WHAT THE EXERCISE ASKS:
Character for character, reproduce every entry below.

Content starts

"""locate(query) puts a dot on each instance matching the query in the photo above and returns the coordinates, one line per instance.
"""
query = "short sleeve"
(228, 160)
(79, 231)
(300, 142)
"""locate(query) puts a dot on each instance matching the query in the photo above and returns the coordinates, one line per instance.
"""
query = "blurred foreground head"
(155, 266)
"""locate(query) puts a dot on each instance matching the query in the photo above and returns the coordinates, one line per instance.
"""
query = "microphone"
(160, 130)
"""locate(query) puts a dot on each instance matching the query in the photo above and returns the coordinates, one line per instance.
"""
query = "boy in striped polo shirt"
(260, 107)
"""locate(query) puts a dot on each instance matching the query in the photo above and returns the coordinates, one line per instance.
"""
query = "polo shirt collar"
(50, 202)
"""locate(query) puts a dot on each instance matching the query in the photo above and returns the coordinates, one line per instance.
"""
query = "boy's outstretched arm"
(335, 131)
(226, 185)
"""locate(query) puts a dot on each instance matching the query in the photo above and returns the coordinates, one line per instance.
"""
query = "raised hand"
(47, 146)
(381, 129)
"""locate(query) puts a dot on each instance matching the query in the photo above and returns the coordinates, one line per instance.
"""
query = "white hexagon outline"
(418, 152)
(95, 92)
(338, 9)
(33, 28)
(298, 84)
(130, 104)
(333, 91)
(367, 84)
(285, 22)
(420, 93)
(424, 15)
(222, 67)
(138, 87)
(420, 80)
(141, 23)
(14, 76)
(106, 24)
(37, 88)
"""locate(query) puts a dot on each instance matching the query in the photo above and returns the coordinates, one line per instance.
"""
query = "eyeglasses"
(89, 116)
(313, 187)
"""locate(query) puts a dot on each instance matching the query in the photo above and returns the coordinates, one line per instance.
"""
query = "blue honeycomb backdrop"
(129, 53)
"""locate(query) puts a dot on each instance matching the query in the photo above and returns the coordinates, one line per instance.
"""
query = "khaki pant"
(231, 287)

Content ends

RESULT:
"""locate(query) puts a dot on each instance matching the query in the photo above and returns the coordinates, one line per instance.
"""
query = "short sleeve"
(228, 160)
(79, 231)
(300, 142)
"""locate(query) puts a dot on each instance matching the query in the photo above and returns the coordinates, one line per instance.
"""
query = "blurred foreground head"
(155, 266)
"""locate(query) puts a dot on each instance matching the query in the photo above and returns the coordinates, one line per instance.
"""
query = "microphone"
(160, 130)
"""locate(query) puts a dot on each instance matching the query in the photo above and returns the coordinates, one line per instance.
"""
query = "boy in striped polo shirt"
(260, 107)
"""locate(query) puts a dot on each instance matching the query in the photo above and returns the coordinates, one line per instance.
"""
query = "polo shirt collar"
(50, 202)
"""locate(query) puts a dot on each instance matching the query in the photo above and returns the coordinates, one line per instance.
"""
query = "boy's outstretched arm"
(335, 131)
(226, 185)
"""locate(query) puts a dot on each instance matching the query in the photo above and returns the coordinates, one line per instance.
"""
query = "raised hand"
(47, 146)
(381, 129)
"""locate(query) puts a dot on each instance matching the query in the photo above and returns the coordinates, one line per instance.
"""
query = "white hexagon outline"
(418, 152)
(95, 92)
(338, 9)
(33, 28)
(298, 84)
(130, 104)
(333, 91)
(367, 84)
(285, 22)
(420, 93)
(424, 15)
(222, 67)
(138, 87)
(420, 80)
(141, 23)
(14, 76)
(106, 24)
(37, 88)
"""locate(query) puts a dot on each instance matching the query in the photo above and returns the coordinates, one line per instance.
"""
query = "eyeglasses"
(89, 116)
(313, 187)
"""locate(query) puts a dot on each instance matching the query in the photo above and returns the coordinates, one line per instance.
"""
query = "blue honeycomb backdrop"
(129, 53)
"""locate(query) puts a dot on each instance matching the query in the photo above and returns the coordinates, one line per instance.
"""
query = "khaki pant"
(231, 287)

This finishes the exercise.